What the exercise asks –
How many of the lines below contain the word "bush"? Reply with the number alone.

Data lines –
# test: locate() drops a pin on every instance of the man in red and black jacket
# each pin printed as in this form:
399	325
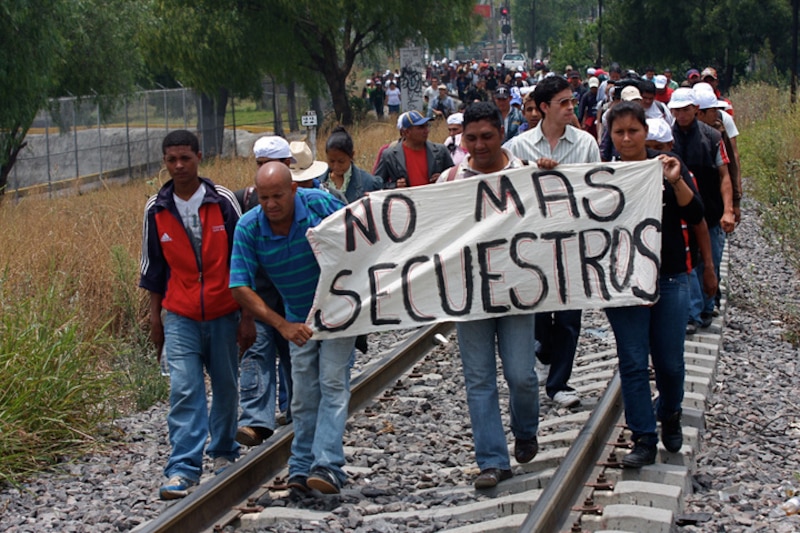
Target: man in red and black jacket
186	247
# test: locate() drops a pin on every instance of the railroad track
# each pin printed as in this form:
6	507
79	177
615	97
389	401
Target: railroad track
575	483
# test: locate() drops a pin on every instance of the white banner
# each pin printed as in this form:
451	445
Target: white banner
523	241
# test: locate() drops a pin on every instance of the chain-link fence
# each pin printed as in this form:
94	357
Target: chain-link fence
90	139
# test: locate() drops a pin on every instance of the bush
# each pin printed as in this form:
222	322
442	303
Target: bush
53	397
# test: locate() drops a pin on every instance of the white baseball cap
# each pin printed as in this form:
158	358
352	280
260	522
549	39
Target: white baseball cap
681	97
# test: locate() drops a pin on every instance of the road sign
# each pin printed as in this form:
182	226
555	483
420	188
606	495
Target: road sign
309	120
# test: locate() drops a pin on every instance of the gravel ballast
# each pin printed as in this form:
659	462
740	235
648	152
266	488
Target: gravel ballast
748	452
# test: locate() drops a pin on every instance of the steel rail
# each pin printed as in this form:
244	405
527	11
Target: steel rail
213	504
551	510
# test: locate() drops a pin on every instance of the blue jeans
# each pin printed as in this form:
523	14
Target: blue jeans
558	334
658	331
699	301
258	378
321	395
515	340
285	381
192	346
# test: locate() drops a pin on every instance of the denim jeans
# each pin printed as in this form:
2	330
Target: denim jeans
658	331
285	381
515	340
258	377
321	395
699	301
191	347
558	334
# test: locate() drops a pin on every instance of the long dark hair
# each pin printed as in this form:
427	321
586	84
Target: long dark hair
340	140
624	109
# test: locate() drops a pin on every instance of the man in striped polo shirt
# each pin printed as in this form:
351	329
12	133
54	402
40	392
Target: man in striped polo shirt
272	236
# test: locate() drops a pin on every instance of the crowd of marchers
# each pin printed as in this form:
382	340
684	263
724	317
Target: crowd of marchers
231	275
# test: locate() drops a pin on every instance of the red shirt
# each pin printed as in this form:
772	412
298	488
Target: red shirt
416	166
665	96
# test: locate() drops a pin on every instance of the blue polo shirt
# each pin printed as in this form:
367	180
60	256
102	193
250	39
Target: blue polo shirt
288	260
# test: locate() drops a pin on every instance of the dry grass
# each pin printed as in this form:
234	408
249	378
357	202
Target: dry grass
92	242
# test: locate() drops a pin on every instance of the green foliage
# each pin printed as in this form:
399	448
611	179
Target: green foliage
725	34
82	48
577	47
210	44
769	146
52	397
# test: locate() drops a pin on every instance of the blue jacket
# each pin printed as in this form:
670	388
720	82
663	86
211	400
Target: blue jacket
392	165
361	182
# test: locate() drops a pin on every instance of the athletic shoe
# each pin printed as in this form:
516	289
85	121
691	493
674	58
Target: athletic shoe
220	464
176	487
491	477
525	449
542	371
252	436
324	481
567	398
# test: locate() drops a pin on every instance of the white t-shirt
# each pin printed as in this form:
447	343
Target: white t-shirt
393	96
190	215
729	124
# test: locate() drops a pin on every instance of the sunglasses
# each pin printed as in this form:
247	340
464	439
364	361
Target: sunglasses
565	102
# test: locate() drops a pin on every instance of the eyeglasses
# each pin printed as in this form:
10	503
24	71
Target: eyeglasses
565	102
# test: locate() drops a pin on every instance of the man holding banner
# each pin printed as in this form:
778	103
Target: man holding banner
513	334
555	142
273	236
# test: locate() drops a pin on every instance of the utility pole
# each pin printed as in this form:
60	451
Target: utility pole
600	33
794	50
532	51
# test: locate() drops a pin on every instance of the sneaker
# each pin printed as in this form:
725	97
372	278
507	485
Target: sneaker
252	436
220	464
298	482
491	477
643	454
671	433
176	487
525	449
542	371
324	481
567	398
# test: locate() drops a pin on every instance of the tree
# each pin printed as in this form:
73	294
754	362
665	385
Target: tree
227	44
724	34
330	35
86	47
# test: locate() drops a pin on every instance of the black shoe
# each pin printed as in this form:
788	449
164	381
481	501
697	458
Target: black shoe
643	454
324	481
491	477
525	449
252	436
671	433
298	482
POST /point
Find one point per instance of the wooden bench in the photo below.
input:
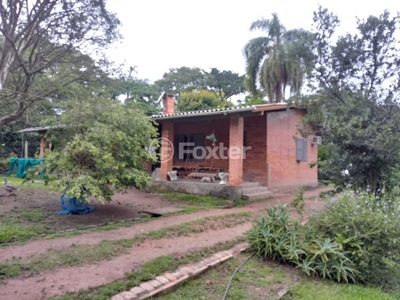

Result below –
2